# Excited/scared peeing STARTING at 8 months?????



## MXpro982 (Aug 31, 2008)

*I noticed a few weeks ago that when I took Nikita to my mother-in-law's house (where she has been several times with no incident) she got over excited and started peeing everywhere like a cocker spaniel or something. I was hoping it was a fluke of some kind, but a few minutes ago I tried to inspect her ears. She walked off, so I followed her and when I got to her, she went pee. Why would she start doing this at almost 9 months?? I haven't done anything any differently. Its quite annoying. I don't yell at her, I don't beat her.. I don't get it. *


----------



## angelaw (Dec 14, 2001)

It's called submissive urination. You are alpha, she's submitting. 

She should eventually outgrow it, but you are going to have to ignore the behavior, don't bend down towards her, you are going to have to build her confidence up. 

google the term, there's TONS of info out there!


----------



## MXpro982 (Aug 31, 2008)

* Hmm ok.. I just find it odd that she didn't do this for the last 4 months... Thx*


----------



## angelaw (Dec 14, 2001)

It's not unheard of though to occur later. I know it's frustrating though!


----------



## Alto (Nov 18, 2008)

There may be some hormonal contribution as well - some females start to pee everywhere as they cycle (not just marking which is deliberate but also as if they are just primed to _let go_). 

If you find it hard to control your reaction (you should strive for zero response as if there were no pee at all), then make a game of sending her off to find something or call her & toss treats into her crate, then go back & mop up; it's difficult to be mopping & not giving off angry/frustrated vibes, especially if this happened on your new carpet. 
In the meantime, you can restrict her to the easier to clean areas so that you or your SO don't accidentally exhibit frustration with her behavior. If she's not in training classes right now, I'd start another one that will be fun & boost her confidence, eg, tricks & games class, beginner agility etc rather than advanced obedience.

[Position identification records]
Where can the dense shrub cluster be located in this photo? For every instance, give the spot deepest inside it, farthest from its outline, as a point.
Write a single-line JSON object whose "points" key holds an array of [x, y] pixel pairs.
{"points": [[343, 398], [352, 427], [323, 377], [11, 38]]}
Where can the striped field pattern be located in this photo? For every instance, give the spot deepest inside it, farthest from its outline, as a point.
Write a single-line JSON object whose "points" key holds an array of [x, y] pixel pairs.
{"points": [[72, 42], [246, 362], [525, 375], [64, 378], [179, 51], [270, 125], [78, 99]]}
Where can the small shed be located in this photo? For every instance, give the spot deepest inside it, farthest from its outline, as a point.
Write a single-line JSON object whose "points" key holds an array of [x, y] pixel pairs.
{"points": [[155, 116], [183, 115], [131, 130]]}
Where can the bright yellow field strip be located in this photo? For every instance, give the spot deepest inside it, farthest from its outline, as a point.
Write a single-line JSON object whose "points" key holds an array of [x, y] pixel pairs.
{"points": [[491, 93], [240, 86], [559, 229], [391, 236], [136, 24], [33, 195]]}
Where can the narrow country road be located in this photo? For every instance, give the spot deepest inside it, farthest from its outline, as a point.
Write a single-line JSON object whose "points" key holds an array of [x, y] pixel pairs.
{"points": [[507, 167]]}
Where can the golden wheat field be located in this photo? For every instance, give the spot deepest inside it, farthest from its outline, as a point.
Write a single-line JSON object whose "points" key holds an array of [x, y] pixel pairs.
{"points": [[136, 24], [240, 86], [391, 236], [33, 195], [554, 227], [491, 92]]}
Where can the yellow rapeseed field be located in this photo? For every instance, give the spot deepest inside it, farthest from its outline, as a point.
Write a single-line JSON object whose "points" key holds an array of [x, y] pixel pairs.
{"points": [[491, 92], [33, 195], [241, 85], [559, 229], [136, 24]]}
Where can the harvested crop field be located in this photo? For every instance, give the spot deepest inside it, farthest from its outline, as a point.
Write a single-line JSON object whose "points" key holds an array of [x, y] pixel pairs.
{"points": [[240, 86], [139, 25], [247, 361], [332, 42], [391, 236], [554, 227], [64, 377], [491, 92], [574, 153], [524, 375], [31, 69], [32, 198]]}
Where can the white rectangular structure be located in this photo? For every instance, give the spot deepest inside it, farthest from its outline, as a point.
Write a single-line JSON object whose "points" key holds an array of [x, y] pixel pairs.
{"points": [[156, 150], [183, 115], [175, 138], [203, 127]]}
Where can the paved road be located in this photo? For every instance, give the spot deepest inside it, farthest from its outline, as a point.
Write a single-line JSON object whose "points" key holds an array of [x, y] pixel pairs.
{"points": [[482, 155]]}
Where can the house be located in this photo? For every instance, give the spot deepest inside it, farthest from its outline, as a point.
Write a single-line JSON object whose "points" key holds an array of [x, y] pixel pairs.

▶ **SHORT PROBLEM A**
In the forum thread on excited peeing, what name does angelaw give to the dog's behavior?
▶ **SHORT PROBLEM B**
Go on with the forum thread about the dog's excited peeing, starting after its final post.

▶ **EXPECTED ANSWER A**
Submissive urination.

▶ **EXPECTED ANSWER B**
----------



## MXpro982 (Aug 31, 2008)

* I didn't get mad at her peeing.. Just more confused and a little frustrated that my "To Fix" list is getting bigger. As far as classes go, I am still struggling to get her to where she is not dog reactive (excited, not aggression yet). I know if she met all the dogs once she would be fine. We will see. When I get extra money I will defnitely try again. The trainer didn't want me in her class while she was dog reactive.*


----------



## bergwanderkennels (Mar 26, 2009)

What I have found is many breeds but more so GSD's go through a Submissive Phase around 6 to 9 months of age. 

It is almost as if their brain is confused because the body is adult but their brain is still acting like a puppy. 

When will she out grow it really depends on the dog themselves. My GSD did not out grow it until she was almost 18 months old. Sometimes when you can see the signs coming that she is going to Over submit to you you can try saying a word to try to break them out of it. With my dog when she would start to show the signs I would say cookie and that would stop her from peeing.


----------



## MXpro982 (Aug 31, 2008)

That is promising! Good to hear! Thank you and I will use those tips for sure.. That is the only time she has done it with me, so we will see how things go.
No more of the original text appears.